Some records
## Begin

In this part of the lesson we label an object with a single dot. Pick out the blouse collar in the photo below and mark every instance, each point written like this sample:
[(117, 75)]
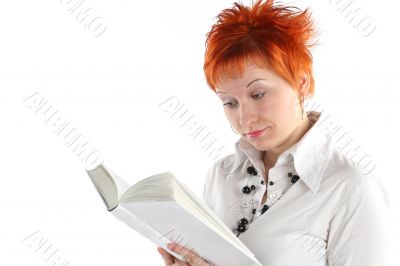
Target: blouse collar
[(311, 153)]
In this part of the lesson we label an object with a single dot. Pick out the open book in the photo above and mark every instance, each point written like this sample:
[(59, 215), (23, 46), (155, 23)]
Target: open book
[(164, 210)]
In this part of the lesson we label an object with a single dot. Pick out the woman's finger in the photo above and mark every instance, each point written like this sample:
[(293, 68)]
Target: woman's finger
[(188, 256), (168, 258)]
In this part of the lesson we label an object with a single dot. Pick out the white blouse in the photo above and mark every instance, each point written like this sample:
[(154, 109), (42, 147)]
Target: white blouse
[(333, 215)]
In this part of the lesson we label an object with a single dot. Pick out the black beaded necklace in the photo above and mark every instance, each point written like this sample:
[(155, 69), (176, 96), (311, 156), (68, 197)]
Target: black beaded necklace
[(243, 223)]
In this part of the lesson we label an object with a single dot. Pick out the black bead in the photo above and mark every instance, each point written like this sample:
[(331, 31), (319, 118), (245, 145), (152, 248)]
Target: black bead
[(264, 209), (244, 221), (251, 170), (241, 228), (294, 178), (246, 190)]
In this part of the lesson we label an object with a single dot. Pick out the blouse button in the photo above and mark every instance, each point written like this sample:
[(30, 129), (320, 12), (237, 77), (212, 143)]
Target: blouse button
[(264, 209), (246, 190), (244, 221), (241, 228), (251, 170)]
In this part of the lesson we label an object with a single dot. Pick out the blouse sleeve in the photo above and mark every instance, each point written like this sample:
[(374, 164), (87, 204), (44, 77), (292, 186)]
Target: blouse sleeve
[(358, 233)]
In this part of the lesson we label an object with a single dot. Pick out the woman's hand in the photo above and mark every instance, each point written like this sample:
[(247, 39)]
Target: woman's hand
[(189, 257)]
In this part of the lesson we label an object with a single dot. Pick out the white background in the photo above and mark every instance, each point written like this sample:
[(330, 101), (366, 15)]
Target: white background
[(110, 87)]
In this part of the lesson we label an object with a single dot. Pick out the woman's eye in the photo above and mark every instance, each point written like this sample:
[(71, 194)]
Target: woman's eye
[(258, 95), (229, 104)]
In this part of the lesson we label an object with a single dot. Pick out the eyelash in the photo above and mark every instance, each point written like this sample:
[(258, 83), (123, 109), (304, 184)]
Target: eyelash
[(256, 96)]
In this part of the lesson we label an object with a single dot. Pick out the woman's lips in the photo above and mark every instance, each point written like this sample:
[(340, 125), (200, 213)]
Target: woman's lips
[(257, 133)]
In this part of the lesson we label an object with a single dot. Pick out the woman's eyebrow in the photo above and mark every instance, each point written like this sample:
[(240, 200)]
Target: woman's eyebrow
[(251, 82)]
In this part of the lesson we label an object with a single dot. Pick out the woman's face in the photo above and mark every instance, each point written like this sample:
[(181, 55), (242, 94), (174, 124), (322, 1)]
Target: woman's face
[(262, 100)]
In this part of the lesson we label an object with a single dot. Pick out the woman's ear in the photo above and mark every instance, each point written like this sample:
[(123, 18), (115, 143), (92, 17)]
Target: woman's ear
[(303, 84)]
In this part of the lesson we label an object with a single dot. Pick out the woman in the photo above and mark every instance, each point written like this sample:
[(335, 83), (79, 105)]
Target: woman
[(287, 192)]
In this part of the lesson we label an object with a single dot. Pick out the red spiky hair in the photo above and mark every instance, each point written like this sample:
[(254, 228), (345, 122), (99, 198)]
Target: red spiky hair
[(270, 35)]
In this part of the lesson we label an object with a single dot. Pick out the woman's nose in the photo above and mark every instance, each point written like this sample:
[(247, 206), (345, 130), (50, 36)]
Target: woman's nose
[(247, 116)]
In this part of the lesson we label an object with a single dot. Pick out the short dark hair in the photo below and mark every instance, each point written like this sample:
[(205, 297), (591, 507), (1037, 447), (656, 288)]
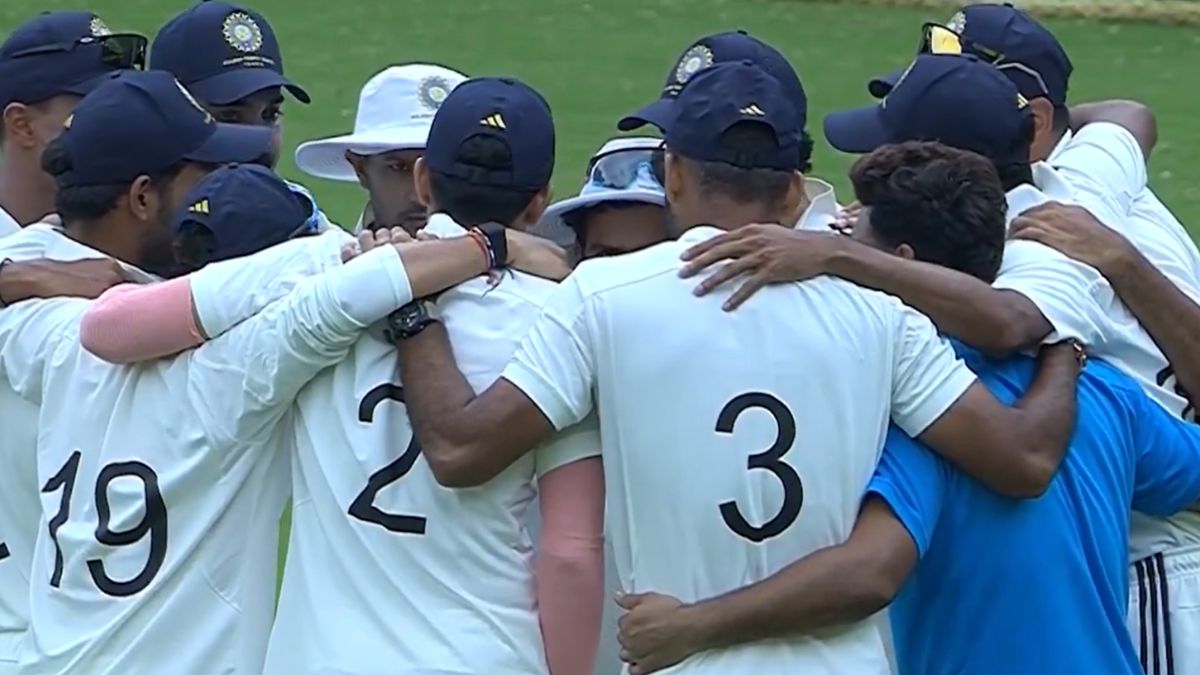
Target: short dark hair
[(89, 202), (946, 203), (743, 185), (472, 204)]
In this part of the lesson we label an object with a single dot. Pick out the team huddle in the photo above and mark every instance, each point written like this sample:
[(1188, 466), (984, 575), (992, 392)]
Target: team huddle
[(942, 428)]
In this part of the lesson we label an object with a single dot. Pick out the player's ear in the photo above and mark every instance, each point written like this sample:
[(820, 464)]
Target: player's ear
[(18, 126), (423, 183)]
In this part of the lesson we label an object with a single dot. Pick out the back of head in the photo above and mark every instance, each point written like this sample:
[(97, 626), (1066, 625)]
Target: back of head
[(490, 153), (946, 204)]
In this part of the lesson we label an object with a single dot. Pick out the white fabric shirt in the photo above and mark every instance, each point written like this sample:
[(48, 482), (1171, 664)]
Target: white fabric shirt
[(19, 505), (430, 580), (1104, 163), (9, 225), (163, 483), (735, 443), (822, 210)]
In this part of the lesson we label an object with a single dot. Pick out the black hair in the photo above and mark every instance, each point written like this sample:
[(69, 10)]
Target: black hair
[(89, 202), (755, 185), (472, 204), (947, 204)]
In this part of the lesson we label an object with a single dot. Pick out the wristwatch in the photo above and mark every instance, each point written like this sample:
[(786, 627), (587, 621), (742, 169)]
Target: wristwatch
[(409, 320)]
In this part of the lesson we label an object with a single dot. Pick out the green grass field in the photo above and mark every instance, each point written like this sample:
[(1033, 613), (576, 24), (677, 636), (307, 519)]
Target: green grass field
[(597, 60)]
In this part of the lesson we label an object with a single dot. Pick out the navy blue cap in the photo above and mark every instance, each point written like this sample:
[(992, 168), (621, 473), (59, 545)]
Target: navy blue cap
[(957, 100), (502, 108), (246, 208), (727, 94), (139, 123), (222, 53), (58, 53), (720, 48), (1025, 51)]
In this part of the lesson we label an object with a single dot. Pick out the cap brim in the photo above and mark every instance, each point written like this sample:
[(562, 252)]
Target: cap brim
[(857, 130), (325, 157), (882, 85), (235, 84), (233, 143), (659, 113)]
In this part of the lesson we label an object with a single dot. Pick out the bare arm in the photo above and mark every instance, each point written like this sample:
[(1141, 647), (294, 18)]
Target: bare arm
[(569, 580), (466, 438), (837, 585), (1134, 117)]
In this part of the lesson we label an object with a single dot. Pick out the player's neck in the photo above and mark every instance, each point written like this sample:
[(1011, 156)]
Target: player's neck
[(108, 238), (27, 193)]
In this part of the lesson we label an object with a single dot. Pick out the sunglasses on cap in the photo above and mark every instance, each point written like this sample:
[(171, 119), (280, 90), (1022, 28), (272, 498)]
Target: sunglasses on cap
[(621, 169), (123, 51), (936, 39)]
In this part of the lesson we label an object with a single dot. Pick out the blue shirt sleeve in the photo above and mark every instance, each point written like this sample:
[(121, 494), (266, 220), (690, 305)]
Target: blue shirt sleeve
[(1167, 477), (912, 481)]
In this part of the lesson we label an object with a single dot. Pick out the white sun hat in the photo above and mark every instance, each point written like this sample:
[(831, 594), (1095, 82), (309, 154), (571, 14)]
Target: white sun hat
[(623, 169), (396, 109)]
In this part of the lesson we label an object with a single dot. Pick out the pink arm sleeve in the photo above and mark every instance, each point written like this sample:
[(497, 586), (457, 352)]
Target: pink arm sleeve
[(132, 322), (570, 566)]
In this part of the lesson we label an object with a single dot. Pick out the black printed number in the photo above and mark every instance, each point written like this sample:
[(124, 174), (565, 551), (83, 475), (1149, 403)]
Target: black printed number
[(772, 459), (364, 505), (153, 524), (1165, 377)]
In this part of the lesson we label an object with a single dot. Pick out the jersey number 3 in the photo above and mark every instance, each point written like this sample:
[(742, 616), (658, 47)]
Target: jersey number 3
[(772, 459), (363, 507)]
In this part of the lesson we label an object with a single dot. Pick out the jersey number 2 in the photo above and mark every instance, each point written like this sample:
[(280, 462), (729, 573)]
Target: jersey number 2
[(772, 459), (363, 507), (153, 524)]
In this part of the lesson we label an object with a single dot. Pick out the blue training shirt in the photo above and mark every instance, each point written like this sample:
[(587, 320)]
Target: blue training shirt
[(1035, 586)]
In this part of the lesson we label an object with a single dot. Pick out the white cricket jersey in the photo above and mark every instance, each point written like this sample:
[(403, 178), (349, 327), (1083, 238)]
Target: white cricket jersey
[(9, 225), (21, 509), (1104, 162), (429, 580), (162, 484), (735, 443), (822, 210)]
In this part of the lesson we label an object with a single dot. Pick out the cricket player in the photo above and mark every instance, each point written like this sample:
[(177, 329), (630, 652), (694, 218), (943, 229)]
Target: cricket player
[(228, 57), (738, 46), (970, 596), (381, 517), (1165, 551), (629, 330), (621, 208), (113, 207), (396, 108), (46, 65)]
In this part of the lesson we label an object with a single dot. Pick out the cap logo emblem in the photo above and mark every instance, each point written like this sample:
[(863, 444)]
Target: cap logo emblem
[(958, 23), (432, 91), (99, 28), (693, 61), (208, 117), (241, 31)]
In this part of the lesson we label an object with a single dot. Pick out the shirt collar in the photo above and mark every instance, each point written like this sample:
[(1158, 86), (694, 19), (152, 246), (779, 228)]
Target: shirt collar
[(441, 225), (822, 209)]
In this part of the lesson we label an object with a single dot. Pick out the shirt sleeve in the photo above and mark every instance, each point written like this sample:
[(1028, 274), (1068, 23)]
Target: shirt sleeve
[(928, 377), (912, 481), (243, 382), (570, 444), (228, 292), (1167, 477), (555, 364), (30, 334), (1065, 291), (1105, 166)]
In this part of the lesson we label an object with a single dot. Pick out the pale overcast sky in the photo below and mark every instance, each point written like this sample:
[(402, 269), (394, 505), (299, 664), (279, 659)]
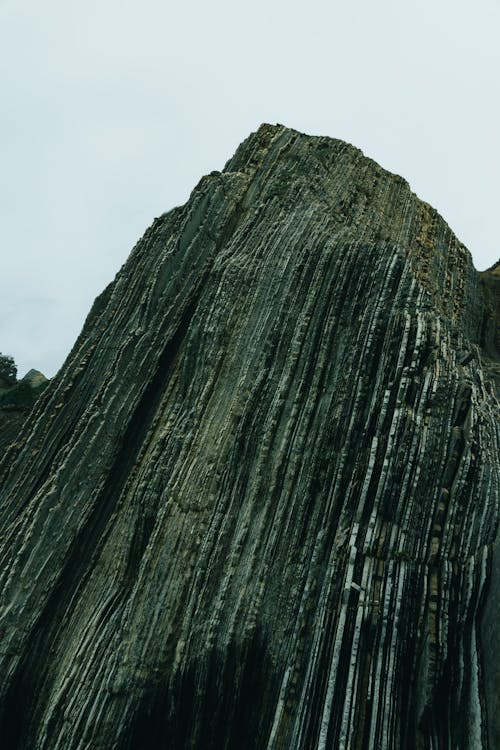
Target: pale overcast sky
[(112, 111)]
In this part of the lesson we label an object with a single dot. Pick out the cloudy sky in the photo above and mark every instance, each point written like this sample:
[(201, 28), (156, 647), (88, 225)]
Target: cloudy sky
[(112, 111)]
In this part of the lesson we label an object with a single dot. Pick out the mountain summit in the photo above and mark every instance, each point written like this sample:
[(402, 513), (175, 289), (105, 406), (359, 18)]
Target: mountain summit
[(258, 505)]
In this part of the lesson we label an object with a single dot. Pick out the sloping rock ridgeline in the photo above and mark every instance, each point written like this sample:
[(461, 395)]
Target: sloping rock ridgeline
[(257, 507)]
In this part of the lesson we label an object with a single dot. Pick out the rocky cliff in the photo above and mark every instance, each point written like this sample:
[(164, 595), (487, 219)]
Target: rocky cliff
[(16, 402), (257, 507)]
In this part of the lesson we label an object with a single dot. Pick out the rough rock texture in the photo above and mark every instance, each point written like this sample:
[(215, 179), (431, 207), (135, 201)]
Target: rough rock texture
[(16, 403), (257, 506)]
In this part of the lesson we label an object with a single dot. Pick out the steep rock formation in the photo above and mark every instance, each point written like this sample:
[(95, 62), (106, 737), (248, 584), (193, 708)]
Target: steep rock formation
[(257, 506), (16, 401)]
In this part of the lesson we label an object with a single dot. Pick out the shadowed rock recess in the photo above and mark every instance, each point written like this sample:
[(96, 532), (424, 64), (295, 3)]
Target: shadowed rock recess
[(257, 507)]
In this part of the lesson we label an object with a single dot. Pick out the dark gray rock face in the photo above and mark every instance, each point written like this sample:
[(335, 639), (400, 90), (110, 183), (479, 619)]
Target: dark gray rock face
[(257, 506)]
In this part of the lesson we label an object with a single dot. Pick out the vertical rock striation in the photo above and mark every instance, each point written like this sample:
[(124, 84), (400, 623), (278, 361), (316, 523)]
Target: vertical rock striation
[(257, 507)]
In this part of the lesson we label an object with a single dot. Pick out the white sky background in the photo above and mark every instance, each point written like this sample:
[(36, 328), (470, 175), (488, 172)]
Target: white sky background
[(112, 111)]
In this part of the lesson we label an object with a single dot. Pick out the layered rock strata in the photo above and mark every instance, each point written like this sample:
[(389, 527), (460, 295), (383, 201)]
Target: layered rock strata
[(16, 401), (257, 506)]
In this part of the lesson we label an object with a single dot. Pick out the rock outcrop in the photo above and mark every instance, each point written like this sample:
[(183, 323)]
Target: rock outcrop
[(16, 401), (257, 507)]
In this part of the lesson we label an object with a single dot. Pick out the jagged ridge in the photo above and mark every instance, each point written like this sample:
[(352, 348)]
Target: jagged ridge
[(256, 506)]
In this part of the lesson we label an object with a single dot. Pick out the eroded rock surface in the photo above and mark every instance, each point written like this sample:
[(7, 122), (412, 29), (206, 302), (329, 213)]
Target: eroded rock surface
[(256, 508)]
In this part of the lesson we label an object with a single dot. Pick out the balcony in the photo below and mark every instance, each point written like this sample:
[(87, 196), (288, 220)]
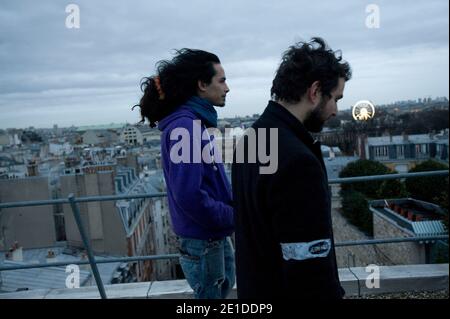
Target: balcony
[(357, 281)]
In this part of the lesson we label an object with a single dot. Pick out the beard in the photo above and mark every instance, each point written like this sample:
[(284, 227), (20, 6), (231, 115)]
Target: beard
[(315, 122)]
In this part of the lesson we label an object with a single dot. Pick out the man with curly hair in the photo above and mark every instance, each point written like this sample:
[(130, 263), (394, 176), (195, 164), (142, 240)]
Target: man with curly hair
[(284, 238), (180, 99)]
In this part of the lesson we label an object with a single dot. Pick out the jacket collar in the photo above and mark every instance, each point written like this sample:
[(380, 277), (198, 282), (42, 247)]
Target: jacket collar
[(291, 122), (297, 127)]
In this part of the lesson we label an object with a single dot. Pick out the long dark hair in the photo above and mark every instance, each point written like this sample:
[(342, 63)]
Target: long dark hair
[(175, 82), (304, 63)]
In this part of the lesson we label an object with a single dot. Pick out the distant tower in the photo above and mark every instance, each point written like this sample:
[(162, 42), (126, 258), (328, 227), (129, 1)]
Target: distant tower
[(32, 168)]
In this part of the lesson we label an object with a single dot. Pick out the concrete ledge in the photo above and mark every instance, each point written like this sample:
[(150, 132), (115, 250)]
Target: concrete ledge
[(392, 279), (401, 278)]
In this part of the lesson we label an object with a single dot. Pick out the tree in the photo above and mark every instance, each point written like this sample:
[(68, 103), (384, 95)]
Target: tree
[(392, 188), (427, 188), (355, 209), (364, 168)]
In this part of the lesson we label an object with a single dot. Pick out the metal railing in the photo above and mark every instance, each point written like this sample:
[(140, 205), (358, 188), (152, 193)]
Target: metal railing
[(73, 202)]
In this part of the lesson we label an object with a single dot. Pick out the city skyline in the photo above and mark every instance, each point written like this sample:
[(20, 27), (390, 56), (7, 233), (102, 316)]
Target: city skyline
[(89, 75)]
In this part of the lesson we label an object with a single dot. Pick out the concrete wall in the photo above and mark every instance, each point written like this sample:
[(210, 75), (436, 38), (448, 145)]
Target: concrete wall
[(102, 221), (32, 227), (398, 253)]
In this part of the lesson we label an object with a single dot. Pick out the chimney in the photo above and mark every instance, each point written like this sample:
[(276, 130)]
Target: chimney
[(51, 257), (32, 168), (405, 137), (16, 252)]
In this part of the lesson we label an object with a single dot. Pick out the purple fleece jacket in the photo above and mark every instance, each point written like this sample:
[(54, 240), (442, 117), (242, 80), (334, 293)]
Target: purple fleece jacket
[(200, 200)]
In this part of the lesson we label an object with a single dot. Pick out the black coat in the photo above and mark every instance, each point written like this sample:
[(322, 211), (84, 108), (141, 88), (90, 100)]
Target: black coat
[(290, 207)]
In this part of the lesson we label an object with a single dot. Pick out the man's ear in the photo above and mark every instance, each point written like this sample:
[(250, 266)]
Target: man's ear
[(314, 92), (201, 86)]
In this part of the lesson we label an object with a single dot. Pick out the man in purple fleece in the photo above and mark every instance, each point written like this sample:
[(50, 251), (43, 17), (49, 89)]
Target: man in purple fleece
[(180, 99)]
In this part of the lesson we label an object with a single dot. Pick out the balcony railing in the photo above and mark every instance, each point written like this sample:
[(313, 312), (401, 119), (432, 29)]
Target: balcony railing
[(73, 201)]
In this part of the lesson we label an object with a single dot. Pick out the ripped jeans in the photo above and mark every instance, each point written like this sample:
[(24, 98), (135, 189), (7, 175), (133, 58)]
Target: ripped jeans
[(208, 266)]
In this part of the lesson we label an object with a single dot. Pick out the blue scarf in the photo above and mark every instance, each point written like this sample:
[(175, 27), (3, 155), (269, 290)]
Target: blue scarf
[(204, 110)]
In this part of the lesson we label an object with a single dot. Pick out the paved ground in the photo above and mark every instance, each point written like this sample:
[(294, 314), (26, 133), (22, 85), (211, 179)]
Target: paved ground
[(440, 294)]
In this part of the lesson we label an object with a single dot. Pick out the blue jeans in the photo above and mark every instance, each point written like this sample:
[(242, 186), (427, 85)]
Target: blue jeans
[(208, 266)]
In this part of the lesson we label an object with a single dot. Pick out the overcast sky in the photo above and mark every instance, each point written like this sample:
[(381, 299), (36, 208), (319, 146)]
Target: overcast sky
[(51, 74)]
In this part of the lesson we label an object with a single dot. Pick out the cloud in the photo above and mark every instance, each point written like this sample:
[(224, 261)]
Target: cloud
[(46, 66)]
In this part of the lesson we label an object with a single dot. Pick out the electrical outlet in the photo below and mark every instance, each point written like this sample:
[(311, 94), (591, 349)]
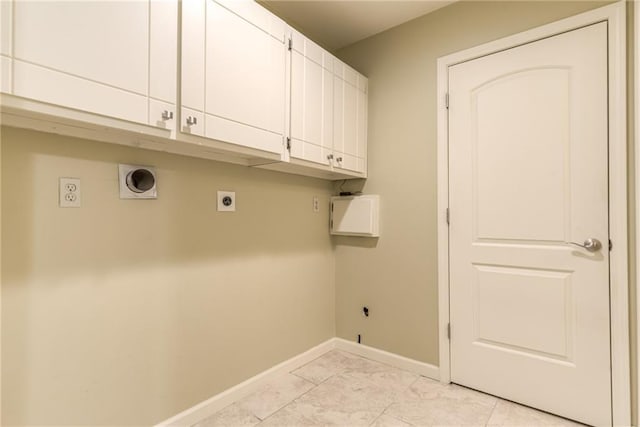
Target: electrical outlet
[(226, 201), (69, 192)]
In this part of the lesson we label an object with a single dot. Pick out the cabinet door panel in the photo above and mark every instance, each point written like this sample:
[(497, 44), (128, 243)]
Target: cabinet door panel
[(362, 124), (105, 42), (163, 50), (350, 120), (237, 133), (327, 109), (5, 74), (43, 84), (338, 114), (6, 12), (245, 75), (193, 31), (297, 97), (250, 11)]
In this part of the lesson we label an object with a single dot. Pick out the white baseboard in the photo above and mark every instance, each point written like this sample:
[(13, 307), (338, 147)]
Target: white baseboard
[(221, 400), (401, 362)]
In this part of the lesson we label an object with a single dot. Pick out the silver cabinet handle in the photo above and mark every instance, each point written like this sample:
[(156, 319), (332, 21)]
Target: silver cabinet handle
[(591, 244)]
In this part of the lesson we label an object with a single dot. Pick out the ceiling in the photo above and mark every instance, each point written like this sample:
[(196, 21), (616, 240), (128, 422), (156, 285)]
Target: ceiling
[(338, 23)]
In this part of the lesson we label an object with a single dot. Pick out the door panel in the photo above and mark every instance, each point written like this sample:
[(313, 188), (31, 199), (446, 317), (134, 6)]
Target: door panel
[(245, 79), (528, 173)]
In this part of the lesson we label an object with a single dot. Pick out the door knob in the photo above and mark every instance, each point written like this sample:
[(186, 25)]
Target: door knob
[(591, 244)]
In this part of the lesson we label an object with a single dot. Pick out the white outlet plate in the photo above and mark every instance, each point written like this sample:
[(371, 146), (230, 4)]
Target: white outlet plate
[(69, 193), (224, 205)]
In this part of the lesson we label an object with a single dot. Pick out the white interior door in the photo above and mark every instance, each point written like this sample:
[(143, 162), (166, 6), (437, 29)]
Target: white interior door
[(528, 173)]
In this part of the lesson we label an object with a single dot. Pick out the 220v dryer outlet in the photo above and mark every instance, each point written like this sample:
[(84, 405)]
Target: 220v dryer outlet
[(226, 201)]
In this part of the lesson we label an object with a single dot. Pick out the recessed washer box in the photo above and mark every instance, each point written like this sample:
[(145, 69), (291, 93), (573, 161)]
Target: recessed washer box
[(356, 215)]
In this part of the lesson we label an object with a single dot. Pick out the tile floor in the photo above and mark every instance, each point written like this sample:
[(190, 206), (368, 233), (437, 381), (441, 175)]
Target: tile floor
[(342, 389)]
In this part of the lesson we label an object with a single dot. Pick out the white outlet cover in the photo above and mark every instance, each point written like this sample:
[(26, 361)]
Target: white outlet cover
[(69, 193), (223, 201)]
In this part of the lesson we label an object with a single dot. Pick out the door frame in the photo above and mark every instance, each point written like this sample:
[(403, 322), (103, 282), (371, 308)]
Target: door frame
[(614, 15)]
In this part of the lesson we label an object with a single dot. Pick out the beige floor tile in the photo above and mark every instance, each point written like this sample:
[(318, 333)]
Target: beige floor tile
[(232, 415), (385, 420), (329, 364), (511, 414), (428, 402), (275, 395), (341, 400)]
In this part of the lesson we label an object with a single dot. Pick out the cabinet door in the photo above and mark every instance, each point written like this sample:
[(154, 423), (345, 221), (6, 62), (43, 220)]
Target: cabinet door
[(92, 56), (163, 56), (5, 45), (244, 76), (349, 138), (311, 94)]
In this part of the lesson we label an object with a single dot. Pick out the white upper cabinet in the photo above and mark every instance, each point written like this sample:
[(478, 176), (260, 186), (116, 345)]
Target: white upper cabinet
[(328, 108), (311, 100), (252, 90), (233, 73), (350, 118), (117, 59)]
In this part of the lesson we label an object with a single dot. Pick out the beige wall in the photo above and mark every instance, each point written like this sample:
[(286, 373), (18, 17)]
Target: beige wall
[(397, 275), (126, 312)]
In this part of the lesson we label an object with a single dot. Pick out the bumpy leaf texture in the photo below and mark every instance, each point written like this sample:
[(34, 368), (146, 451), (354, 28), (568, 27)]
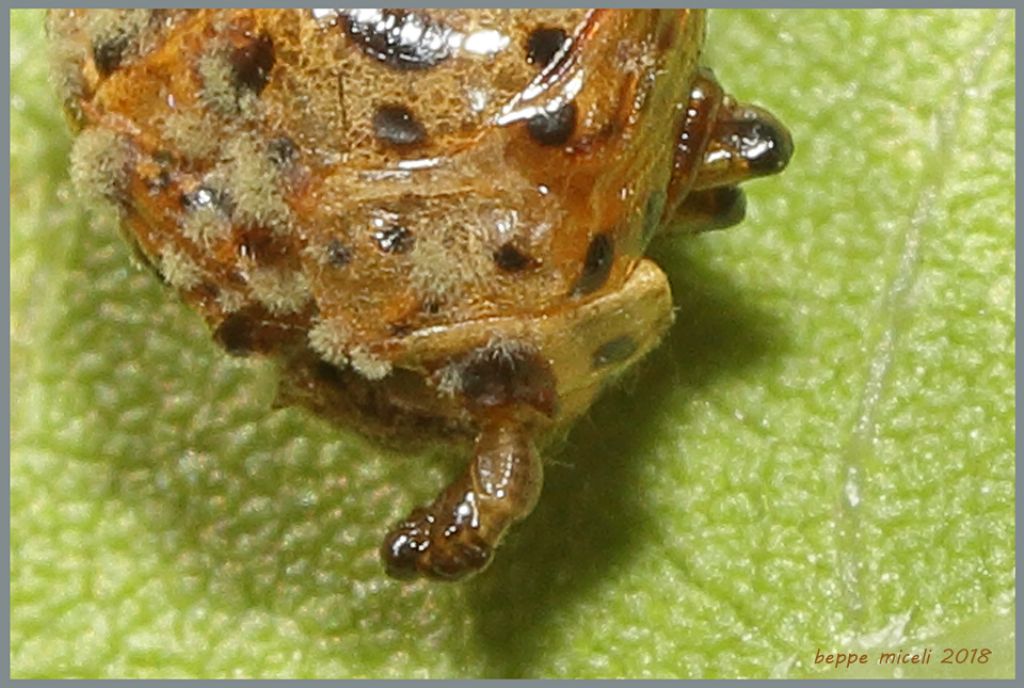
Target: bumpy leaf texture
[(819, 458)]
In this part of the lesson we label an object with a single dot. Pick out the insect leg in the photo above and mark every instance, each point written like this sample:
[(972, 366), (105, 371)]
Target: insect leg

## End

▶ _What is being asked_: Copy the lines of the records from the very beginning through the line containing "[(333, 215)]", including that line. Leave the pictures out of your copy.

▶ _Task solution_:
In this part of the lesson we label an object with a single dot. Pick out the blouse collar in the photo below and mark every instance, each point written like this sample:
[(117, 75)]
Target: blouse collar
[(311, 153)]
In this part of the lesson we label an object with a single dot. Pick out the open book in the photo above and mark every instance, each point written like this sample:
[(59, 215), (23, 46), (155, 23)]
Target: open book
[(164, 210)]
In this part of the lesson we label an object with a single dot. Pick out the woman's finger in the photo above and mark every instance, each point written like this sample:
[(293, 68)]
Target: woman's finger
[(188, 256), (168, 258)]
In this part of the lesson we label an object with a single dot. Pick out the white blouse in the photo above and mark every instance, each point written like this sample:
[(154, 109), (42, 147)]
Target: white blouse
[(333, 215)]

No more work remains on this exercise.